ИСХОДНЫЙ ТЕКСТ>
* * * * * * * * *

Крестьянский сын из окрестностей Мантуи, неуклюжий, робкий провинциал, он навсегда сохранил любовь к земле, и Меценат не ошибся, поручая ему воспевать труды и дни земледельца. С итальянской землей, с италийскими богами навеки связано величие Рима. На крестьянском патриотизме Август-реставратор строит духовный идеал своей Империи.

Но странно: этот плебей не выносит воздуха северной Италии. Слабый здоровьем, он стремится на юг – «Calasbri rapuere» – в Кампанию, Сицилию, священную землю Великой Греции. Едва ли одно насилие Августовских ветеранов согнало его с берегов Минчио. Его тянула на юг тоска по Греции Феокрита, по блаженной, небывалой стране любви и песен. Томление по Греции было романтической раной в груди у ломбардского мужика. Ей он приносит последнюю жертву – своей жизнью, когда, больной, едет в заветную страну, чтобы сгореть под палящим солнцем Мегары. – Ей и Трое, ибо путешествие на Троянские берега было его последней целью. Но что для него руины Трои, как не романтический призрак Востока, встающий – и для него, и для нас – за тенью Эллады? Так романтик Вергилий открывается в победоносном классике.

И, однако, его вечная жизнь связана именно с этой победой классика. Вергилий принес свои мечты на алтарь национальных богов. Он убил в себе жалость к грекам – врагам Энея. Он прощает Августу захват отцовской земли, как прощает ему Италия похищение свободы. Вместе со своим народом, он видит в Цезаре и Августе богов, даровавших, после стольких бедствий гражданской войны, мир и славу. Гений Рима оживает в его душе, и он посвящает свою жизнь, без остатка, служению римской идее. То, что не удалось его взысканным музами современникам, Овидию, Горацию: преодоление эпикурейства, беспечной эротики, безответственного скептицизма, то совершил в себе крестьянский поэт, по иному, чем Гораций, связанный с родной землей. Вот почему он мог стать воспитателем не только последних сыновей Рима, но и нового Израиля, поделившего Римскую землю.

* * * * * * * * *

ЗАДАНИЯ И УПРАЖНЕНИЯ>
**1.** Перепишите, пожалуйста, из текста о Вергилии отрывок, начиная со слов «И, однако, его» и заканчивая словами «поделившего Римскую землю.».
**2.** Ответьте по тексту о Вергилии:
(а) Из каких мест происходил крестьянский сын, о котором идет речь?
(б) Что было последней целью его путешествия?
(в) Каких современников поэта текст называет взысканными музами?
Строки с данными для работы не понадобятся.

[Размеченные данные для локализации объектов на фотографиях]
* * * * * * * * *

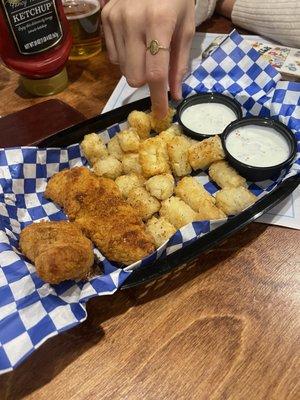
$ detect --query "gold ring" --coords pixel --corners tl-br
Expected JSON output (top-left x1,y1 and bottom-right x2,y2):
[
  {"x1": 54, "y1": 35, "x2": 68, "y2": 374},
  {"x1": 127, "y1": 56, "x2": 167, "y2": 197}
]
[{"x1": 147, "y1": 40, "x2": 170, "y2": 56}]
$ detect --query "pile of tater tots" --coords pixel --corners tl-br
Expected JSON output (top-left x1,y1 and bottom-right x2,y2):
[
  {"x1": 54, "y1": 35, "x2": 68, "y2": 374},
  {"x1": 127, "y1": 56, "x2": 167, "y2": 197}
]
[{"x1": 81, "y1": 108, "x2": 256, "y2": 247}]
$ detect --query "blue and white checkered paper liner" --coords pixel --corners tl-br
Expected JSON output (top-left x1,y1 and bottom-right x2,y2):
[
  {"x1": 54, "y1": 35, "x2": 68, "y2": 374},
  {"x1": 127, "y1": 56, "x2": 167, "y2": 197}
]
[{"x1": 0, "y1": 31, "x2": 300, "y2": 373}]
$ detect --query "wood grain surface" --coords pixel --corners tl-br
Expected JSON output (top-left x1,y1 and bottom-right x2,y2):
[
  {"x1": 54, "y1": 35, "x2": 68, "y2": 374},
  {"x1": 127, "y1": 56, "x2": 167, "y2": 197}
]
[{"x1": 0, "y1": 14, "x2": 300, "y2": 400}]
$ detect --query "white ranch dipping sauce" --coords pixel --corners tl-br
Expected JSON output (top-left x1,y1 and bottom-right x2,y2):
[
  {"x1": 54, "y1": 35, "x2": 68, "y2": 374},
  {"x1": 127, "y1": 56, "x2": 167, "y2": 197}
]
[
  {"x1": 226, "y1": 125, "x2": 290, "y2": 167},
  {"x1": 181, "y1": 103, "x2": 236, "y2": 135}
]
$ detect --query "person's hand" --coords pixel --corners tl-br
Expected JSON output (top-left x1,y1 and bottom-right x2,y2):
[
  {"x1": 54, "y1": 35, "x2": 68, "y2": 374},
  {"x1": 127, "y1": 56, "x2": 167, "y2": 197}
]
[{"x1": 101, "y1": 0, "x2": 195, "y2": 118}]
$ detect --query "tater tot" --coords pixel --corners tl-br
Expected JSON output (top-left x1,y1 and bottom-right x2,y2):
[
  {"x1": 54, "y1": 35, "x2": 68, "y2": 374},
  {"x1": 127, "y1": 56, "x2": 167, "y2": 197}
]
[
  {"x1": 127, "y1": 111, "x2": 151, "y2": 139},
  {"x1": 145, "y1": 174, "x2": 175, "y2": 200},
  {"x1": 158, "y1": 124, "x2": 182, "y2": 144},
  {"x1": 122, "y1": 153, "x2": 143, "y2": 175},
  {"x1": 81, "y1": 133, "x2": 108, "y2": 165},
  {"x1": 209, "y1": 161, "x2": 246, "y2": 189},
  {"x1": 149, "y1": 107, "x2": 176, "y2": 133},
  {"x1": 93, "y1": 156, "x2": 122, "y2": 179},
  {"x1": 159, "y1": 196, "x2": 198, "y2": 229},
  {"x1": 146, "y1": 217, "x2": 176, "y2": 247},
  {"x1": 118, "y1": 128, "x2": 140, "y2": 153},
  {"x1": 107, "y1": 135, "x2": 124, "y2": 161},
  {"x1": 139, "y1": 136, "x2": 170, "y2": 177},
  {"x1": 188, "y1": 136, "x2": 225, "y2": 170},
  {"x1": 198, "y1": 200, "x2": 226, "y2": 220},
  {"x1": 127, "y1": 187, "x2": 160, "y2": 221},
  {"x1": 167, "y1": 136, "x2": 192, "y2": 177},
  {"x1": 216, "y1": 186, "x2": 256, "y2": 215},
  {"x1": 115, "y1": 174, "x2": 145, "y2": 198},
  {"x1": 175, "y1": 176, "x2": 215, "y2": 212}
]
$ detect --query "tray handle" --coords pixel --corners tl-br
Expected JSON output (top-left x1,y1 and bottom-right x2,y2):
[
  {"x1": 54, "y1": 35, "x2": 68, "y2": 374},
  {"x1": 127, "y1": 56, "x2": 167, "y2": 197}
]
[{"x1": 121, "y1": 176, "x2": 300, "y2": 289}]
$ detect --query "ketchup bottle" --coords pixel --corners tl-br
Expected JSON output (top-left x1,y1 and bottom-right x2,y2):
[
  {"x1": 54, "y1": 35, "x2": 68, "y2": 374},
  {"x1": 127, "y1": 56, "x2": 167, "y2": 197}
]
[{"x1": 0, "y1": 0, "x2": 72, "y2": 96}]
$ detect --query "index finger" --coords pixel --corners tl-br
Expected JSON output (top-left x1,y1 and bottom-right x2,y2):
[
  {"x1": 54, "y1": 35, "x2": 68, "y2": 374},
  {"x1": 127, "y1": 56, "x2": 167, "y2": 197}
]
[{"x1": 146, "y1": 29, "x2": 171, "y2": 119}]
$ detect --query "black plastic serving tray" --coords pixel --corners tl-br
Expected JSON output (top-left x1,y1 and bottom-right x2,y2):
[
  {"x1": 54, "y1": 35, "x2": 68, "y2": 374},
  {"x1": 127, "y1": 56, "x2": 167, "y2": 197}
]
[{"x1": 38, "y1": 97, "x2": 300, "y2": 289}]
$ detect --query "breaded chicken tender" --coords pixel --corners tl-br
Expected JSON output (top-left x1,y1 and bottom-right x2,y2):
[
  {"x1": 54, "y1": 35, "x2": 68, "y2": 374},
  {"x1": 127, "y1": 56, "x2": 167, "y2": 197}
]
[
  {"x1": 158, "y1": 124, "x2": 182, "y2": 144},
  {"x1": 145, "y1": 174, "x2": 175, "y2": 200},
  {"x1": 216, "y1": 186, "x2": 256, "y2": 215},
  {"x1": 167, "y1": 136, "x2": 192, "y2": 177},
  {"x1": 127, "y1": 111, "x2": 151, "y2": 139},
  {"x1": 198, "y1": 200, "x2": 226, "y2": 221},
  {"x1": 127, "y1": 187, "x2": 160, "y2": 221},
  {"x1": 118, "y1": 128, "x2": 140, "y2": 153},
  {"x1": 107, "y1": 135, "x2": 124, "y2": 161},
  {"x1": 146, "y1": 217, "x2": 176, "y2": 248},
  {"x1": 188, "y1": 136, "x2": 225, "y2": 170},
  {"x1": 115, "y1": 174, "x2": 145, "y2": 198},
  {"x1": 159, "y1": 196, "x2": 198, "y2": 229},
  {"x1": 122, "y1": 153, "x2": 143, "y2": 175},
  {"x1": 93, "y1": 156, "x2": 122, "y2": 179},
  {"x1": 20, "y1": 221, "x2": 94, "y2": 284},
  {"x1": 80, "y1": 133, "x2": 108, "y2": 165},
  {"x1": 175, "y1": 176, "x2": 215, "y2": 212},
  {"x1": 150, "y1": 107, "x2": 176, "y2": 133},
  {"x1": 209, "y1": 161, "x2": 246, "y2": 189},
  {"x1": 139, "y1": 136, "x2": 170, "y2": 177},
  {"x1": 45, "y1": 167, "x2": 155, "y2": 264}
]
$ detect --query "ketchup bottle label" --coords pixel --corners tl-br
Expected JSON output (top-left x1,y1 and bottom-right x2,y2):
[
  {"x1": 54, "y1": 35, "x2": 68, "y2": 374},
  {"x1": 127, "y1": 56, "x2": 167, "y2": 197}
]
[{"x1": 0, "y1": 0, "x2": 63, "y2": 54}]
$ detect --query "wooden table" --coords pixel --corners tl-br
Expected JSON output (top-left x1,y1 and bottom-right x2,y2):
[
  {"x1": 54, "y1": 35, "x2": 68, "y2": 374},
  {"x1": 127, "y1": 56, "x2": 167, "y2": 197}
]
[{"x1": 0, "y1": 17, "x2": 300, "y2": 400}]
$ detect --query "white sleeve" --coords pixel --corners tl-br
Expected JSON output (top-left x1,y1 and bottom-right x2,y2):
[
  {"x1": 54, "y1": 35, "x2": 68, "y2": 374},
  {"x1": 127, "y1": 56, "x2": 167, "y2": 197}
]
[
  {"x1": 195, "y1": 0, "x2": 217, "y2": 26},
  {"x1": 232, "y1": 0, "x2": 300, "y2": 48}
]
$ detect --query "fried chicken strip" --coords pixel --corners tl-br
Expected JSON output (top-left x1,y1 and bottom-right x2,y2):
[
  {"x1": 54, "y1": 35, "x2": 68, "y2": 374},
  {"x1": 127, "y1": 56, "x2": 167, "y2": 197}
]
[
  {"x1": 20, "y1": 221, "x2": 94, "y2": 284},
  {"x1": 45, "y1": 167, "x2": 155, "y2": 265}
]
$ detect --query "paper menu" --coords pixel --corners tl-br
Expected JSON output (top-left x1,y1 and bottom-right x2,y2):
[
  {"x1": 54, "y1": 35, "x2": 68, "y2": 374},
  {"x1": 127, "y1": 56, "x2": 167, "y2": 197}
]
[{"x1": 102, "y1": 33, "x2": 300, "y2": 229}]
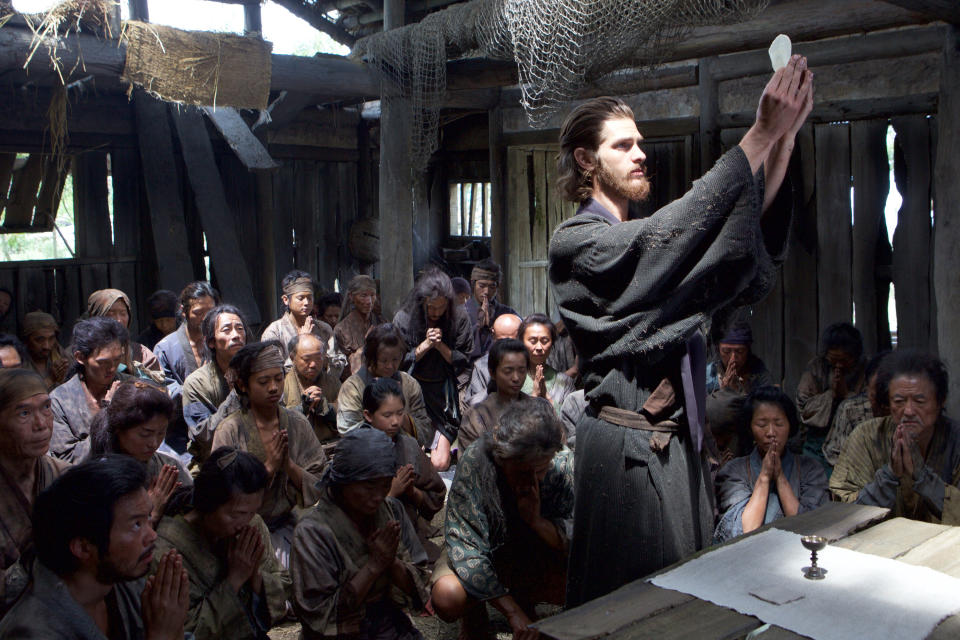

* * * * * * * * *

ОТВЕТЫ И РЕШЕНИЯ>
**1.**
И, однако, его вечная жизнь связана именно с этой победой классика. Вергилий принес свои мечты на алтарь национальных богов. Он убил в себе жалость к грекам – врагам Энея. Он прощает Августу захват отцовской земли, как прощает ему Италия похищение свободы. Вместе со своим народом, он видит в Цезаре и Августе богов, даровавших, после стольких бедствий гражданской войны, мир и славу. Гений Рима оживает в его душе, и он посвящает свою жизнь, без остатка, служению римской идее. То, что не удалось его взысканным музами современникам, Овидию, Горацию: преодоление эпикурейства, беспечной эротики, безответственного скептицизма, то совершил в себе крестьянский поэт, по иному, чем Гораций, связанный с родной землей. Вот почему он мог стать воспитателем не только последних сыновей Рима, но и нового Израиля, поделившего Римскую землю.

**2.**
(а) Из окрестностей Мантуи.
(б) Путешествие на Троянские берега.
(в) Овидия и Горация.